Exercise aim >>
Retype the material word for word.
─── Provided material ───
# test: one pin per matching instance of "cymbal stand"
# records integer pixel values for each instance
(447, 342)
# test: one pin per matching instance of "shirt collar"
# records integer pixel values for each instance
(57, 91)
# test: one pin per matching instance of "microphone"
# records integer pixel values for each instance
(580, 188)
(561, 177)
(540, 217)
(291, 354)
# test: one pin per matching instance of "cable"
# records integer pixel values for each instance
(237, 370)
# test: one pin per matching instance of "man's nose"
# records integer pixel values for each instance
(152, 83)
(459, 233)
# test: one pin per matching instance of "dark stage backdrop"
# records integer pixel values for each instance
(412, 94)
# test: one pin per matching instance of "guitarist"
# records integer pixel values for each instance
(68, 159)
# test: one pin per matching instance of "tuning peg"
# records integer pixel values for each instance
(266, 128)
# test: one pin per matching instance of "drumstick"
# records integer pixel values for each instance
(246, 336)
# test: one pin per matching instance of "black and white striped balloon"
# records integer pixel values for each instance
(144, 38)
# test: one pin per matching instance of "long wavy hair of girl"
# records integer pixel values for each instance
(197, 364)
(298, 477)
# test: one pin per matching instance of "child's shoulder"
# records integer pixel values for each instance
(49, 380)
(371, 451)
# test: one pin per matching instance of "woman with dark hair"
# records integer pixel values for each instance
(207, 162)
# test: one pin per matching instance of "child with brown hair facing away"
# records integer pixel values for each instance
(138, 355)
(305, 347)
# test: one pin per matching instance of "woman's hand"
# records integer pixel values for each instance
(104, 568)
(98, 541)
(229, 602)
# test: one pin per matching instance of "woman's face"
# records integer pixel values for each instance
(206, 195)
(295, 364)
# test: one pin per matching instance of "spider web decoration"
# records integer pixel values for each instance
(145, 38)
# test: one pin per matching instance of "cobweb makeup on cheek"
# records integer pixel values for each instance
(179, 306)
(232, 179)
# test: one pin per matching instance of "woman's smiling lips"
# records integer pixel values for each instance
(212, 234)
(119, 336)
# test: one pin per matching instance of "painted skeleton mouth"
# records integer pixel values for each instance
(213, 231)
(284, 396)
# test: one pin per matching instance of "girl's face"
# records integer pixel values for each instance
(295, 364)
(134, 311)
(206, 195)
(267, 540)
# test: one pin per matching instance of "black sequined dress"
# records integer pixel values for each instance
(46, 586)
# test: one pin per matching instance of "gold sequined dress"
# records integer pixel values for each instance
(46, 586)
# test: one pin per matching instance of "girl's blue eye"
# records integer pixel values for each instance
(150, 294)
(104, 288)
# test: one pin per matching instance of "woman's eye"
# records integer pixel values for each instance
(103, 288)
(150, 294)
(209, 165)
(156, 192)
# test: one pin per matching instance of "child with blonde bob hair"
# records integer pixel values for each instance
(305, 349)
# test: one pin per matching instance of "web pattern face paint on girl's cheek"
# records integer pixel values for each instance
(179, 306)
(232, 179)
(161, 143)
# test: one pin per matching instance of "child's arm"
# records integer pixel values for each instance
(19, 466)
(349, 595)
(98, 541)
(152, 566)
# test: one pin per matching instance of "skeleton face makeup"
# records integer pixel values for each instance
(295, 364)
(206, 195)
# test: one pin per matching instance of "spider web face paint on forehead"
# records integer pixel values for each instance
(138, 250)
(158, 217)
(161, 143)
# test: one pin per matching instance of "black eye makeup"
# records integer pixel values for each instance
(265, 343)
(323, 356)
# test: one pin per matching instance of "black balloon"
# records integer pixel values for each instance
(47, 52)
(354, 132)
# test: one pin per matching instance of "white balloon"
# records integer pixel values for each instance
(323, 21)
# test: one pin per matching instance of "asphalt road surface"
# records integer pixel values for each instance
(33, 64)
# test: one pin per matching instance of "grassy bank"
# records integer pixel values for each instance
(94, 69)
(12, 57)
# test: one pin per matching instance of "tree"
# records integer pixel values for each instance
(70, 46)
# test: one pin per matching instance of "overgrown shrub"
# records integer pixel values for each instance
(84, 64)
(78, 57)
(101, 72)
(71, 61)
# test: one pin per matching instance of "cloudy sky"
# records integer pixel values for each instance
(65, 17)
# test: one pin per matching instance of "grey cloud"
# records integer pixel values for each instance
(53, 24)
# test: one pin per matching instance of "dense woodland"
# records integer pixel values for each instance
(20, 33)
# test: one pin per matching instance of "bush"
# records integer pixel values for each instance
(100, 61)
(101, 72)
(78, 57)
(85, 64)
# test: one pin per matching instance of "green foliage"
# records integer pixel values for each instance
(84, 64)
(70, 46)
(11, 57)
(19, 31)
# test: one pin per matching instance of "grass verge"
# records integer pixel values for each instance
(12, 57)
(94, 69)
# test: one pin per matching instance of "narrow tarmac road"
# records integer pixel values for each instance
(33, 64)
───
Solution to this problem >>
# test: one pin per matching instance of "cymbal stand"
# records integer pixel values for each instance
(447, 342)
# test: one pin per matching instance of "shirt collar"
# records integer pixel values for each instance
(57, 91)
# test: one pin per matching instance of "microphone"
# records integer pixel values for each instance
(580, 188)
(561, 177)
(540, 217)
(291, 354)
# test: one pin per matching instance of "cable"
# records integer pixel values for each instance
(237, 370)
# test: one pin per matching instance of "man's nose"
# records integer pixel values for each instance
(152, 83)
(459, 233)
# test: one pin per matching instance of "dark stage backdrop"
# records integer pixel values for each instance
(412, 94)
# test: one pin per matching instance of "guitarist"
# records integer pixel values for each instance
(68, 159)
# test: one pin per matching instance of "tuning peg"
# records integer pixel values for each instance
(266, 128)
# test: one pin per matching instance of "drumstick"
# records integer pixel values for each instance
(246, 336)
# test: one pin per matching instance of "black and white striped balloon"
# records integer pixel values for each instance
(144, 38)
# test: one pin per matching instance of "long wavy hair of girl"
# records integer pixel values for each instance
(197, 364)
(298, 477)
# test: one pin per matching instance of "child's shoulder"
# records integer pixel values for each instance
(49, 380)
(371, 451)
# test: one pin per matching instance of "woman with dark hair"
# records integer pixel values for each instance
(207, 162)
# test: one pin per matching instance of "child with brown hair facing away"
# records integer pixel values for each instance
(138, 355)
(305, 347)
# test: one pin per matching instance of "woman's hand"
# records integer pixel values for each instance
(104, 568)
(98, 541)
(229, 602)
# test: one pin per matching instance of "woman's face"
# records integer pixel values for each instance
(206, 195)
(295, 364)
# test: one pin per matching instance of "spider web decoration"
# records integer pixel values for each instance
(145, 38)
# test: one pin per matching instance of "cobweb makeup on cheek"
# records integer pixel values for each instance
(179, 306)
(232, 179)
# test: one pin per matching instance of "woman's smiling lips"
# records integer pixel values for each instance
(212, 234)
(119, 336)
# test: one pin per matching instance of "painted skeleton mouth"
# records integer pixel values for each instance
(213, 231)
(284, 396)
# test: one pin per matching instance of "girl's face"
# records integer pixel values for each instance
(295, 364)
(134, 311)
(206, 195)
(267, 540)
# test: one pin per matching instance of "black sequined dress"
# records integer pixel values for each instance
(46, 586)
# test: one pin per matching instance of "gold sequined dress"
# records integer pixel values for each instance
(46, 586)
# test: one pin per matching instance of "girl's blue eye"
# records integer pixel values for each instance
(150, 294)
(104, 288)
# test: one pin per matching instance of "woman's eye"
# records integer pixel values for each instance
(103, 288)
(150, 294)
(209, 165)
(156, 192)
# test: one pin per matching instance of "child with blonde bob hair"
# records integer pixel values for each instance
(305, 349)
# test: one pin per matching instance of "web pattern face paint on girl's cheek"
# records integer pixel values for each instance
(179, 306)
(232, 179)
(161, 143)
# test: one pin per matching instance of "child's arm"
# records integer pixel values for each instance
(19, 466)
(349, 595)
(98, 541)
(152, 566)
# test: one pin per matching instance of "skeleton face makeup"
# records integer pixel values for each instance
(295, 364)
(206, 195)
# test: one pin per matching instance of "spider web face paint on forehead"
# records integer pixel values for each instance
(138, 250)
(158, 217)
(161, 143)
# test: one pin per matching instance of "black eye makeup"
# records integer pixel values for each instance
(265, 343)
(323, 356)
# test: one pin per matching instance of "black balloon"
# records integer pixel values for each instance
(47, 52)
(354, 132)
# test: one pin per matching instance of "white balloon"
# records integer pixel values for each instance
(323, 21)
# test: one pin per matching instance of "asphalt road surface"
# records integer pixel values for each instance
(33, 64)
# test: one pin per matching instance of "grassy bank"
# records integer pixel values for each instance
(94, 69)
(12, 57)
# test: one pin per matching instance of "tree"
# records integer pixel values for each instance
(70, 46)
# test: one pin per matching instance of "overgrown shrub"
# records integer pixel values for each instance
(84, 64)
(78, 57)
(101, 72)
(71, 61)
# test: one pin per matching instance of "cloudy sky"
# records integer pixel values for each instance
(65, 17)
# test: one pin per matching instance of "grey cloud"
# records integer pixel values for each instance
(53, 24)
# test: one pin per matching instance of "dense woodland"
# records integer pixel values for each instance
(20, 33)
# test: one pin per matching instance of "bush"
# records integer pixel values for each instance
(100, 61)
(101, 72)
(78, 57)
(85, 64)
# test: one pin per matching instance of "green foliage"
# records integer pixel values for each instance
(84, 64)
(70, 46)
(11, 57)
(19, 31)
# test: one pin per matching instance of "grass verge"
# records integer pixel values for each instance
(12, 57)
(94, 69)
# test: one pin per matching instance of "narrow tarmac road"
# records integer pixel values for each instance
(33, 64)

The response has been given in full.